SHORT EXERCISE:
Render every line of the listing below as a JSON array of strings, one string per line, and leave out any blank lines.

RAW DATA:

··········

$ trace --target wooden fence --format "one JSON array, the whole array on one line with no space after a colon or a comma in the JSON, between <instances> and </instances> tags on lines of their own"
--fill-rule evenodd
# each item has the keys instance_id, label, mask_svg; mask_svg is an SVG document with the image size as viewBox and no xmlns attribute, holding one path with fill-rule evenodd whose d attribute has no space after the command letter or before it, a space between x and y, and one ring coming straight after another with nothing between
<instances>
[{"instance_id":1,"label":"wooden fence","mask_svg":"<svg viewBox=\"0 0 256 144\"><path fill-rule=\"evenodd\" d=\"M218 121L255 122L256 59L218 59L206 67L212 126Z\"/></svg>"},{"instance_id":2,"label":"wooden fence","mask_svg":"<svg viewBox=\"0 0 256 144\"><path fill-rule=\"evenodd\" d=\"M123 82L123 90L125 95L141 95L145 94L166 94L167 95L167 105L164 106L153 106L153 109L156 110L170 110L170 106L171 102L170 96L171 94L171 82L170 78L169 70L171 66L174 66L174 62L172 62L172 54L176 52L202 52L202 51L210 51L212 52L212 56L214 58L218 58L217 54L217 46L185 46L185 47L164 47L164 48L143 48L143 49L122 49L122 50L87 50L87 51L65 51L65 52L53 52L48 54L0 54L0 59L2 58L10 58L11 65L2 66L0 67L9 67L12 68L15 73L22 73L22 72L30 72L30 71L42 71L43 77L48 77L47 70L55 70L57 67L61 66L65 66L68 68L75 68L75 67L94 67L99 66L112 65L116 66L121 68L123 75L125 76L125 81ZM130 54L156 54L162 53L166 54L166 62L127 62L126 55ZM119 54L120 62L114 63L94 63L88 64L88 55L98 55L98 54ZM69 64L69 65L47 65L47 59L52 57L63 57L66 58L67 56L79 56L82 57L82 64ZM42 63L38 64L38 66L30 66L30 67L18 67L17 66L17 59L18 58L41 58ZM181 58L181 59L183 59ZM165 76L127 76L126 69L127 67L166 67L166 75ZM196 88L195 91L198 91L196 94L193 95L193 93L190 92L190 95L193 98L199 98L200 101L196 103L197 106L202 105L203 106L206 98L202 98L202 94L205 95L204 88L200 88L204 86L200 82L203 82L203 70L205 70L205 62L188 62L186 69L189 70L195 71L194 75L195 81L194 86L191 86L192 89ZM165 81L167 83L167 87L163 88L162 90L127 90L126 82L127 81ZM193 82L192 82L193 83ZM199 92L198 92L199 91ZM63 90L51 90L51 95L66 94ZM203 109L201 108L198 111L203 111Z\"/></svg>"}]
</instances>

··········

ANSWER TO THE EXERCISE:
[
  "$ trace --target wooden fence --format \"one JSON array, the whole array on one line with no space after a colon or a comma in the JSON, between <instances> and </instances> tags on lines of their own\"",
  "--fill-rule evenodd",
  "# each item has the keys instance_id, label, mask_svg; mask_svg is an SVG document with the image size as viewBox and no xmlns attribute, holding one path with fill-rule evenodd whose d attribute has no space after the command letter or before it, a space between x and y, and one ring coming straight after another with nothing between",
  "<instances>",
  "[{\"instance_id\":1,\"label\":\"wooden fence\",\"mask_svg\":\"<svg viewBox=\\\"0 0 256 144\\\"><path fill-rule=\\\"evenodd\\\" d=\\\"M218 121L255 122L256 59L218 59L206 67L212 126Z\\\"/></svg>\"},{\"instance_id\":2,\"label\":\"wooden fence\",\"mask_svg\":\"<svg viewBox=\\\"0 0 256 144\\\"><path fill-rule=\\\"evenodd\\\" d=\\\"M123 82L123 90L125 95L141 95L145 94L166 94L167 95L167 105L164 106L153 106L153 109L156 110L170 110L170 106L171 102L170 96L171 94L171 82L170 78L169 70L171 66L174 66L174 62L172 62L172 54L176 52L202 52L202 51L210 51L212 52L212 56L214 58L218 58L217 54L217 46L185 46L185 47L164 47L164 48L143 48L143 49L122 49L122 50L87 50L87 51L65 51L65 52L53 52L48 54L0 54L0 59L2 58L10 58L11 65L2 66L0 67L9 67L12 68L15 73L22 73L22 72L30 72L30 71L42 71L43 77L48 77L47 70L55 70L57 67L61 66L65 66L68 68L75 68L75 67L94 67L99 66L112 65L116 66L121 68L123 75L125 76L125 81ZM130 54L156 54L162 53L166 54L166 62L127 62L126 55ZM119 54L120 62L114 63L94 63L88 64L88 55L98 55L98 54ZM69 64L69 65L47 65L47 59L52 57L63 57L66 58L67 56L79 56L82 57L82 64ZM42 63L38 64L38 66L30 66L30 67L18 67L17 66L17 59L18 58L41 58ZM181 58L181 59L183 59ZM165 76L127 76L126 69L127 67L166 67L166 75ZM196 88L195 91L198 91L196 94L193 95L193 93L190 92L190 95L193 98L199 98L200 101L196 103L197 106L202 105L203 106L206 98L202 98L202 94L205 95L204 88L200 88L204 86L200 82L203 82L203 70L205 70L205 62L188 62L186 69L189 70L195 71L194 75L195 81L194 86L191 86L192 89ZM165 81L167 83L167 87L163 88L162 90L127 90L126 82L127 81ZM193 82L192 82L193 83ZM199 92L198 92L199 91ZM63 90L51 90L51 95L66 94ZM203 109L201 108L198 111L203 111Z\\\"/></svg>\"}]",
  "</instances>"
]